Give every entry again, word for word.

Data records
· · · ·

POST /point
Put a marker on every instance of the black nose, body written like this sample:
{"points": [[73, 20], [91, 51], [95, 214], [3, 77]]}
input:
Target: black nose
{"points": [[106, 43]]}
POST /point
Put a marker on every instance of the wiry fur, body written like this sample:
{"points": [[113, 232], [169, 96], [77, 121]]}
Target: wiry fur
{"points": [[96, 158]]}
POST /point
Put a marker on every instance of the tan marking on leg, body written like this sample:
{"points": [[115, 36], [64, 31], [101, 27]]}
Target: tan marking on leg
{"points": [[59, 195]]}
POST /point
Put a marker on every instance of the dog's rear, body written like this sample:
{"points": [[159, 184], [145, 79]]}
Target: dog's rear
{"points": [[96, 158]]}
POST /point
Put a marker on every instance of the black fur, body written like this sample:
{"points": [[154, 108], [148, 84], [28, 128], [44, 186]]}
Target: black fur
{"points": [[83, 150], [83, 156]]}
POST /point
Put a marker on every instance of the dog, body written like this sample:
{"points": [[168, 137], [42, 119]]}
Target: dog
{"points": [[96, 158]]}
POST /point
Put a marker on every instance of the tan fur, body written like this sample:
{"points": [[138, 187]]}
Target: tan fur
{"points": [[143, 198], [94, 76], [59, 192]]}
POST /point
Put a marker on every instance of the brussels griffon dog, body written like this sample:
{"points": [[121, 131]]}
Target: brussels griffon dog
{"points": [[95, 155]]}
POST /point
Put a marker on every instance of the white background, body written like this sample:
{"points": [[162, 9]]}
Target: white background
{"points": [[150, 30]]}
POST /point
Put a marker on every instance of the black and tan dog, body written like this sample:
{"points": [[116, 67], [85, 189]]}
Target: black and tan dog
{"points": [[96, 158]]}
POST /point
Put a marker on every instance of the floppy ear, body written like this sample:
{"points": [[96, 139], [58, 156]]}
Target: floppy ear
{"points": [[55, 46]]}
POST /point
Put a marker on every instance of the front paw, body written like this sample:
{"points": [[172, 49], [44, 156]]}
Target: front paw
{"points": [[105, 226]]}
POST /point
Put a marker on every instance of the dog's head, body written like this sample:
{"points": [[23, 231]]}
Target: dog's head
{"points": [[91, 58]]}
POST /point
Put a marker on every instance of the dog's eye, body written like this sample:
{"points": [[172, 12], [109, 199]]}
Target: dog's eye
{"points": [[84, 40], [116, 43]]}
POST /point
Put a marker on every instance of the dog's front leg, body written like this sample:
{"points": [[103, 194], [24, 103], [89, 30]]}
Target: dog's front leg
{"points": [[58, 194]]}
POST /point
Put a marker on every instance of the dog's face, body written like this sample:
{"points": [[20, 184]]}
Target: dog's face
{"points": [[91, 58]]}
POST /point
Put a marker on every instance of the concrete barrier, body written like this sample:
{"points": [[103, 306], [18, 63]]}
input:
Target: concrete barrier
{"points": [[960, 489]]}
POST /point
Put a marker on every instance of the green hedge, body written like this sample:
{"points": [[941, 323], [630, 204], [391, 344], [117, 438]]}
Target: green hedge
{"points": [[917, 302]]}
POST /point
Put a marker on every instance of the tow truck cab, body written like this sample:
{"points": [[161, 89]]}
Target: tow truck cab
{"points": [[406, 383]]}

· · · ·

Output below »
POST /point
Put a marker on every instance of the black nose, body written like this sample:
{"points": [[73, 20], [91, 51], [95, 214], [3, 77]]}
input:
Target: black nose
{"points": [[106, 43]]}
POST /point
Put a marker on every instance of the wiry fur, body written like this sample:
{"points": [[113, 232], [169, 96], [77, 121]]}
Target: wiry fur
{"points": [[96, 158]]}
POST /point
Put a marker on every instance of the tan marking on leg, body written like this sample:
{"points": [[115, 36], [64, 31], [101, 27]]}
Target: tan marking on leg
{"points": [[59, 195]]}
POST /point
Put a marker on every instance of the dog's rear, body written like this sample:
{"points": [[159, 184], [145, 79]]}
Target: dog's rear
{"points": [[96, 158]]}
POST /point
Put a marker on every instance of the black fur, body written like this sample:
{"points": [[154, 108], [148, 84], [28, 128], [44, 186]]}
Target: black fur
{"points": [[83, 150], [83, 156]]}
POST /point
Put a marker on every instance of the dog, body written like this sample:
{"points": [[168, 137], [42, 119]]}
Target: dog
{"points": [[96, 158]]}
POST /point
Put a marker on every instance of the tan fur, body written like this sample:
{"points": [[138, 187]]}
Target: tan fur
{"points": [[143, 198], [94, 76], [59, 192]]}
POST /point
Put a marker on every instance of the brussels griffon dog, body written like this sample:
{"points": [[121, 131]]}
Target: brussels griffon dog
{"points": [[95, 155]]}
POST /point
Put a marker on every instance of the white background, body written like this sample:
{"points": [[162, 9]]}
Target: white background
{"points": [[150, 30]]}
POST /point
Put a marker on every instance of the black and tan dog, body written like this sample:
{"points": [[116, 67], [85, 189]]}
Target: black and tan dog
{"points": [[96, 158]]}
POST /point
Put a marker on every instance of the floppy ear, body written like this sample:
{"points": [[96, 139], [58, 156]]}
Target: floppy ear
{"points": [[55, 46]]}
POST /point
Put a marker on every instance of the front paw, body written like this sample:
{"points": [[172, 49], [44, 156]]}
Target: front paw
{"points": [[105, 226]]}
POST /point
Put a marker on every instance of the dog's head, body written like this sample:
{"points": [[23, 231]]}
Target: dog's head
{"points": [[91, 58]]}
POST /point
Put a marker on every instance of the dog's eye, body written like this sample:
{"points": [[172, 12], [109, 199]]}
Target: dog's eye
{"points": [[84, 40], [116, 43]]}
POST /point
Put a marker on every instance of the dog's front leg, body written like this sample:
{"points": [[103, 194], [24, 103], [89, 30]]}
Target: dog's front leg
{"points": [[58, 194]]}
POST /point
Put a marker on every instance of the dog's face, body written like this sample:
{"points": [[20, 184]]}
Target: dog's face
{"points": [[91, 58]]}
POST /point
Put a marker on every instance of the concrete barrier, body written like this sample:
{"points": [[103, 306], [18, 63]]}
input:
Target: concrete barrier
{"points": [[960, 489]]}
POST /point
Put a marker on every instance of the green hedge, body written like this sample:
{"points": [[941, 323], [630, 204], [391, 344], [117, 438]]}
Target: green hedge
{"points": [[917, 302]]}
POST /point
Put a marker on every instance of the tow truck cab, body written like this sample:
{"points": [[161, 89]]}
Target: tow truck cab
{"points": [[406, 383]]}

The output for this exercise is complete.